**WHAT YOU HAVE TO DO:** Report every line of the material below that contains the word "blue", copying each such line in full.

**SOURCE RECORDS:**
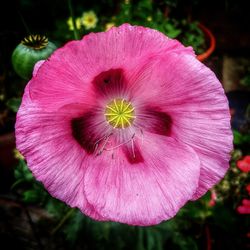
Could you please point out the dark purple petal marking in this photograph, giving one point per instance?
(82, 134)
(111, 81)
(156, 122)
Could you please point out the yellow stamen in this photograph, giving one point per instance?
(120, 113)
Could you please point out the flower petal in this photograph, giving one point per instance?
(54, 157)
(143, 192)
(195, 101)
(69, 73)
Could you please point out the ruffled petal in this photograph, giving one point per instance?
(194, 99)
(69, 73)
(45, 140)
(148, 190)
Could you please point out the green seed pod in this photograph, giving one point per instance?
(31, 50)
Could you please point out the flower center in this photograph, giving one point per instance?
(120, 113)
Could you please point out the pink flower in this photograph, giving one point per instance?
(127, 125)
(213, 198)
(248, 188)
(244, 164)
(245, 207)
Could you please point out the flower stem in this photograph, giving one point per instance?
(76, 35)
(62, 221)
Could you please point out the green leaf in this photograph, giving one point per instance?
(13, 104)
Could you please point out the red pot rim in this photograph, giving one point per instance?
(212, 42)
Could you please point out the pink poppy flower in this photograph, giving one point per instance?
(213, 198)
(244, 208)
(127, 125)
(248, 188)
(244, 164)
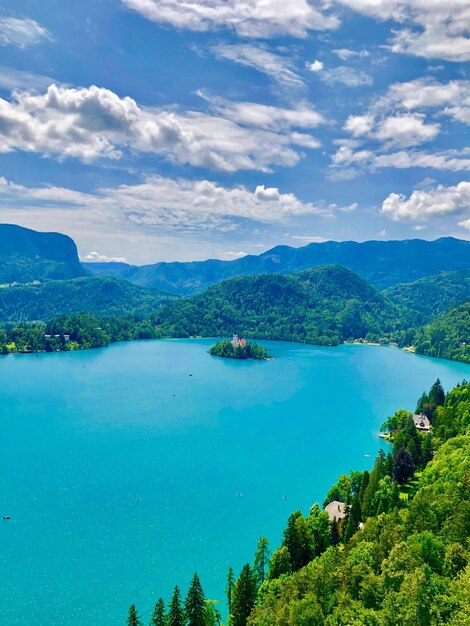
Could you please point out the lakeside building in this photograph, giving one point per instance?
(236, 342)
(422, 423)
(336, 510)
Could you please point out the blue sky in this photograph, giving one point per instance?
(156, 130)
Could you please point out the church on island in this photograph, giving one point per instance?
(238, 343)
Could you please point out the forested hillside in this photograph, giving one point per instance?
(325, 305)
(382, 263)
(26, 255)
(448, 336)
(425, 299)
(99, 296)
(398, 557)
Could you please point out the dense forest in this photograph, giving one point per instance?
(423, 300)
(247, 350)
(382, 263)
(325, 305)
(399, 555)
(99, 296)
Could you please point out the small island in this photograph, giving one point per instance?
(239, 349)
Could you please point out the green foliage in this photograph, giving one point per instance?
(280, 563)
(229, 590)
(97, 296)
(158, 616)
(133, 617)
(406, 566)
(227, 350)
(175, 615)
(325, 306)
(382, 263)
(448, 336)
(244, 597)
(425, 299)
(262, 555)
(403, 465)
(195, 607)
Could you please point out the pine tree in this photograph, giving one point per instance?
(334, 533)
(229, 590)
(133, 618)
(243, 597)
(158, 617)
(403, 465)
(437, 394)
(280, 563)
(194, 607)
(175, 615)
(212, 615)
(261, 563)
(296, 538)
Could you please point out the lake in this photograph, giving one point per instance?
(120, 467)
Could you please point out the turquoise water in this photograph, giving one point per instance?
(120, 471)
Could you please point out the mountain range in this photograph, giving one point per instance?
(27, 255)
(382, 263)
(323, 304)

...

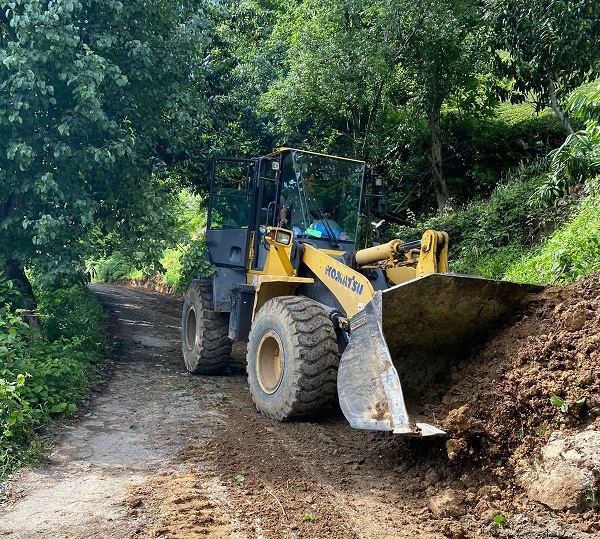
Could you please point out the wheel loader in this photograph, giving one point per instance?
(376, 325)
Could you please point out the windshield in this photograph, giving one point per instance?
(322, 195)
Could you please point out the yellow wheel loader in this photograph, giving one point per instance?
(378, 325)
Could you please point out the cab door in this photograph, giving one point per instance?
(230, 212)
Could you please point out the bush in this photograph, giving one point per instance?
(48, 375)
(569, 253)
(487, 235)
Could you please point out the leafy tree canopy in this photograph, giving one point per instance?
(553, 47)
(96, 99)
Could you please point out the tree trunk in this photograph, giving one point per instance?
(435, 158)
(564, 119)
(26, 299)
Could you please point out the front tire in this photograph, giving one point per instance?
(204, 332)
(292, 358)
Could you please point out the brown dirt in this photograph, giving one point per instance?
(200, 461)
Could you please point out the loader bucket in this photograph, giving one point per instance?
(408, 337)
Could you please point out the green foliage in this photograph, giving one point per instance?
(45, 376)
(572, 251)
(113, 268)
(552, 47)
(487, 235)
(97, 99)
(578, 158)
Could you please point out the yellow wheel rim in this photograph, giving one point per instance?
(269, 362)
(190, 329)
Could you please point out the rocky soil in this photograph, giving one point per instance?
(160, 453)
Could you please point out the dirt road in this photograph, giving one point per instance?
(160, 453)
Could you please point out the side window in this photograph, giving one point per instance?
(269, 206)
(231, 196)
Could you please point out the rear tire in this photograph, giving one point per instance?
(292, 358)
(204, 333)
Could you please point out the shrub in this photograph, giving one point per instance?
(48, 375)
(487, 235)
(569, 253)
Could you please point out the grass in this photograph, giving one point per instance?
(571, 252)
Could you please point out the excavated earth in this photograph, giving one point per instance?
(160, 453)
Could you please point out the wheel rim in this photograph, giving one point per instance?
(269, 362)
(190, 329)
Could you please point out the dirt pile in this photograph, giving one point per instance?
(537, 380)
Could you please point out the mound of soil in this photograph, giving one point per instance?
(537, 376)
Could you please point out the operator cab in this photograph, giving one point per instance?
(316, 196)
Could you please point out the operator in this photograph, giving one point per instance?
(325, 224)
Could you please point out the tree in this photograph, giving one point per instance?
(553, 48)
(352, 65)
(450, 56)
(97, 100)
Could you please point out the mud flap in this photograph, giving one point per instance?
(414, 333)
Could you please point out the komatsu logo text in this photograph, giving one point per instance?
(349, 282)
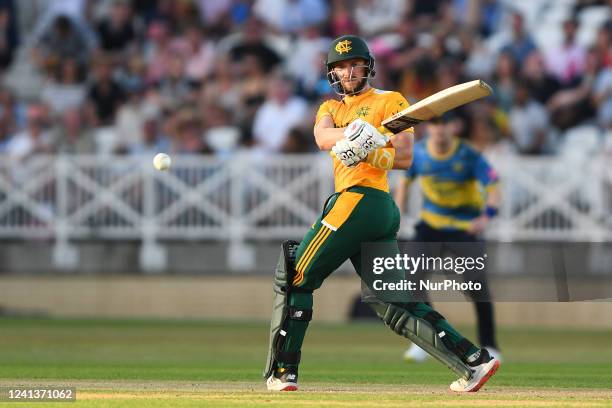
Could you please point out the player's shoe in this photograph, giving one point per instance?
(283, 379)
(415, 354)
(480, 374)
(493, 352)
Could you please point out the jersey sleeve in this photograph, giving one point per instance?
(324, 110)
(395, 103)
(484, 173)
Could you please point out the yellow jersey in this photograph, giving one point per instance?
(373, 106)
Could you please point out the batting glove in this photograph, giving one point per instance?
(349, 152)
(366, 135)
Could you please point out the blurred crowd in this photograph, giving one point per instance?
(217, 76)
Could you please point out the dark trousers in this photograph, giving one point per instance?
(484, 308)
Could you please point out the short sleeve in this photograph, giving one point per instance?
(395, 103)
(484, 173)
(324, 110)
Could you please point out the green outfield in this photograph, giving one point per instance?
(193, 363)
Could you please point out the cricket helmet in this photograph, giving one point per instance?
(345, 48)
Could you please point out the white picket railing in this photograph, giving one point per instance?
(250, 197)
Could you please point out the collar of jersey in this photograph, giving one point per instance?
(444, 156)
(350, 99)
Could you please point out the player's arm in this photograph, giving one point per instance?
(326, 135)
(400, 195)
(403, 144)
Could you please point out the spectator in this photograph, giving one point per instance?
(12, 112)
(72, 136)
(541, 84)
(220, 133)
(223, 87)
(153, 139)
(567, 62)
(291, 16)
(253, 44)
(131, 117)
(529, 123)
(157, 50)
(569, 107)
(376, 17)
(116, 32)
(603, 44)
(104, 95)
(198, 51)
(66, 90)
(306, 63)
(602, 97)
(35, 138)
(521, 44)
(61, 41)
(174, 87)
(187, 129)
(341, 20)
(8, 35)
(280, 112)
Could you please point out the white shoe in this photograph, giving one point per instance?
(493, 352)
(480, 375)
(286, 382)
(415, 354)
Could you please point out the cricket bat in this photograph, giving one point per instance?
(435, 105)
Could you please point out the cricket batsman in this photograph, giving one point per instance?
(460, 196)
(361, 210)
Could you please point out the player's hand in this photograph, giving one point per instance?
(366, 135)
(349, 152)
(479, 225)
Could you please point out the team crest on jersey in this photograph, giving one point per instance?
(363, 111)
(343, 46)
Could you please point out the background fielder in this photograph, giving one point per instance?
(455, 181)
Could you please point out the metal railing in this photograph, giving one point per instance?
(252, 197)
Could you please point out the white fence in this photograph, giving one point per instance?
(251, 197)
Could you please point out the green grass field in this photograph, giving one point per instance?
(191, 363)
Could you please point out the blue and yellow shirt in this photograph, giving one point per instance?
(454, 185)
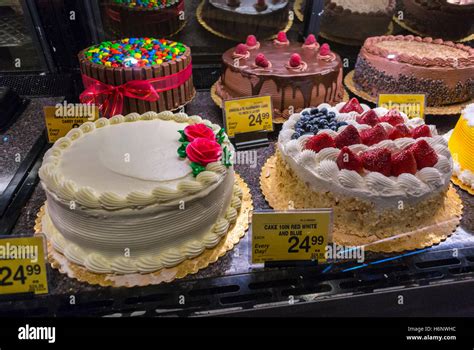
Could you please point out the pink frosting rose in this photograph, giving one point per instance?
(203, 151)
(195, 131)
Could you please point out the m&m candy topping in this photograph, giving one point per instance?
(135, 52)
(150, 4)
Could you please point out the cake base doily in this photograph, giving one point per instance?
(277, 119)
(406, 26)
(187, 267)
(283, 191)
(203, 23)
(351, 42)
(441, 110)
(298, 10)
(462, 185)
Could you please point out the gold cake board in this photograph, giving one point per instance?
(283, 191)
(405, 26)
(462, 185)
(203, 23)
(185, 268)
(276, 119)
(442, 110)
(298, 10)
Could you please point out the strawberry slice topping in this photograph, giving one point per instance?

**FULL RESPONSE:**
Could you please point out the blue sky in this photograph, giving one point per instance?
Could you please point out the blue and yellow shirt in this photograph, giving one point per instance?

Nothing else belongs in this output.